Extrait de page:
┄┄┄┄┄┄┄┄┄┄┄┄┄┄┄┄┄┄┄┄

Par ordre d’apparition, « Welcome to the jungle » est une entrée en matière idéale, intro marquante, mid-tempo appuyé par une batterie tachycardique, pont qui lorgne vers celui de « Whole lotta love » … « Nightrain » est un des nombreux singles, pas exceptionnel, juste excellent. « Paradise City » est au moins dans le Top 10 des plus grands morceaux de hard, intro fabuleuse, accélération permanente de dragster, faux final avant les deux dernières minutes où tout le monde est à nouveau à fond. Claque monumentale … « My Michelle » n’a rien à voir avec celle de McCartney, mais serait très fortement inspiré d’une copine junkie d’Axl Rose, tempo de punk’n’roll lui aussi en accélération permanente. « Sweet child o’ mine » est l’autre titre d’anthologie, ballade up tempo, le titre qui met le plus Slash en valeur. « Rocket Queen » conclut les cinquante trois minutes du disque en apothéose avec ses deux parties distinctes reliées par des roulements de batterie et les gros riffs de Slash.

┄┄┄┄┄┄┄┄┄┄┄┄┄┄┄┄┄┄┄┄

Contenu des données:
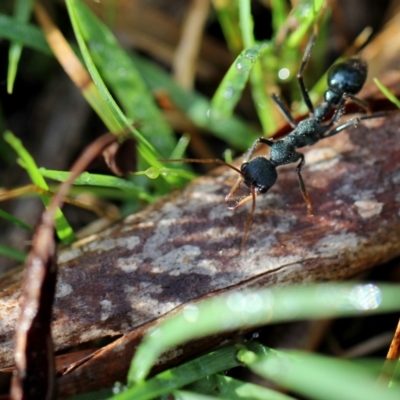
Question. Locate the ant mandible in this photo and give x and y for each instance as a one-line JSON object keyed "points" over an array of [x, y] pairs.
{"points": [[259, 174]]}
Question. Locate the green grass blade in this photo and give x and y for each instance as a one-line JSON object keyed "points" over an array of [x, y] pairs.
{"points": [[102, 394], [305, 14], [228, 17], [12, 253], [118, 70], [8, 217], [231, 88], [62, 227], [26, 34], [316, 376], [279, 14], [234, 389], [240, 310], [261, 97], [22, 12], [232, 130], [387, 93], [167, 381], [78, 14], [185, 395]]}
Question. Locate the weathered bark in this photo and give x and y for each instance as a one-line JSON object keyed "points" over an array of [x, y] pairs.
{"points": [[186, 247]]}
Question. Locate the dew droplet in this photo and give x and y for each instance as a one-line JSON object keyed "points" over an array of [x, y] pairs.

┄┄┄┄┄┄┄┄┄┄┄┄┄┄┄┄┄┄┄┄

Consignes:
1: Quels morceaux du disque l'extrait de page passe-t-il en revue ? Citez-en tous les titres, sans inclure ceux d'autres disques.
2: Poursuivez l'extrait de page sur ce disque de hard à partir de sa dernière phrase.

Réponses:
1:
« Welcome to the jungle »
« Nightrain »
« Paradise City »
« My Michelle »
« Sweet child o' mine »
« Rocket Queen »

2:
Alors forcément le reste souffre un peu de la comparaison, que ce soit le hard tendance FM de « Mr Brownstone », les ponts façon psyché de « It’s so easy », le bourrin « Out ta get me » avec ses chœurs de hooligans et ses faux airs par moments de « Flight of the rat » du Purple. Une paire de titres sont un peu les parents pauvres de la rondelle, plutôt anecdotiques (« Think about you », « Anything goes »), bien qu’ils puissent faire figure de chefs-d’œuvre chez la plupart de la concurrence …

Pour faire retomber les dithyrambes, juste un mot sur la pochette, plutôt très moche, sachant que celle qui était prévue (un dessin représentant un robot qui vient de violer une femme affalée contre un mur culotte sur les genoux), a été jugée trop vulgaire (juste verdict) par Geffen et supprimée assez vite.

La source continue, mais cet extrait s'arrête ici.